**Your goal**
Rewrite the listing below as a numbered list, leaving out blank lines and the pictures.

**Records provided**
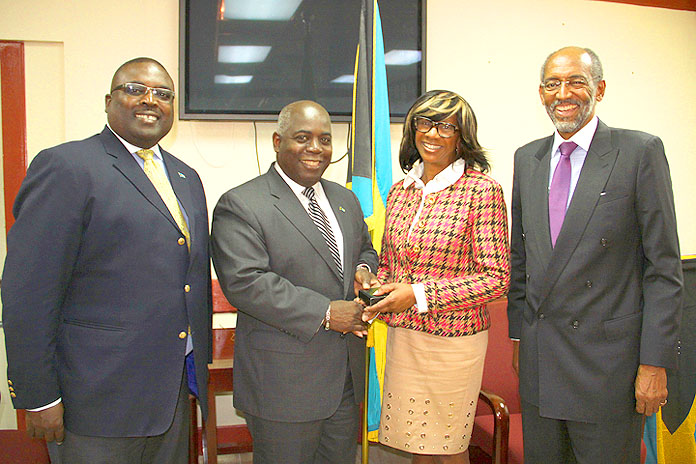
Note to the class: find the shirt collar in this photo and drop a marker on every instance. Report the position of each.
(583, 137)
(294, 186)
(132, 149)
(442, 180)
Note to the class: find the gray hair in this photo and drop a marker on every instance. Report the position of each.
(595, 64)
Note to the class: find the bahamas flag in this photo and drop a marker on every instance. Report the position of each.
(670, 438)
(369, 175)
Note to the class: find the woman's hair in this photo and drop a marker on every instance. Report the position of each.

**Exercise result**
1. Note to the class: find the shirt collar in this photo and drop a marker on every instance. Report the position of each.
2. (583, 137)
3. (294, 186)
4. (132, 149)
5. (442, 180)
6. Note to the class: find the gray hair in this photo and drop a marker on every instance. Report the position of each.
7. (595, 64)
8. Note to the class: find the bahamas flag in this photo and drop a marker on every instance. Report the position of each.
9. (670, 438)
10. (369, 175)
11. Note to the class: find the woman's hair in this photo and drop a marker on every instance. Report the position of each.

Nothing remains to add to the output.